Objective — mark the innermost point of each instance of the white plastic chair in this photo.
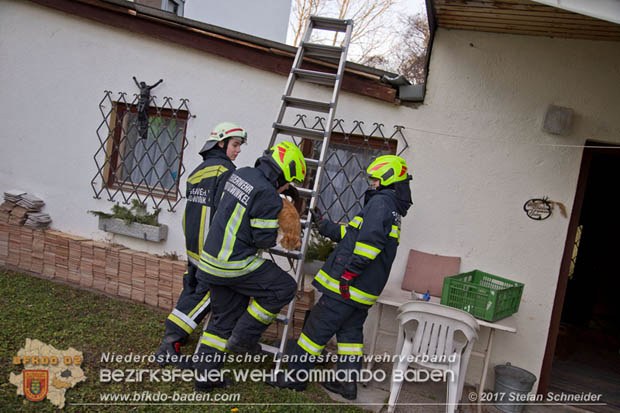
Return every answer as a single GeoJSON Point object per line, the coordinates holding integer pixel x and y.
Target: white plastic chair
{"type": "Point", "coordinates": [429, 329]}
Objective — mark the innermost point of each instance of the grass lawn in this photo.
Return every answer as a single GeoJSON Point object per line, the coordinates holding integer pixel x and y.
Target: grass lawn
{"type": "Point", "coordinates": [64, 317]}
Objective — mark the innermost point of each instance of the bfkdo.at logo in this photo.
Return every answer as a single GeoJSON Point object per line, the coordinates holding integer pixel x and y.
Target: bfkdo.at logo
{"type": "Point", "coordinates": [35, 384]}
--
[Work task]
Only the records themselves, retyped exactly, belong in the answer; please leave all images behind.

[Exercise solution]
Objective — mark the innermost point of each instance of the white plastic chair in this photo.
Return every answer as a single GeoJSON Point object per line, the coordinates holding integer pixel x and y.
Target: white plastic chair
{"type": "Point", "coordinates": [429, 329]}
Objective — mark the innermost point of each instance of the grass lawn in this photo.
Return every answer as a single GeoJSON Point object per line, the coordinates holding integer pixel x and y.
Target: grass lawn
{"type": "Point", "coordinates": [64, 317]}
Objective — mark the innermost point of each instance of the bfkdo.at logo in this photo.
Return every answer as a single GeoJSON Point object per line, the coordinates holding integer pixel x and y.
Target: bfkdo.at logo
{"type": "Point", "coordinates": [35, 384]}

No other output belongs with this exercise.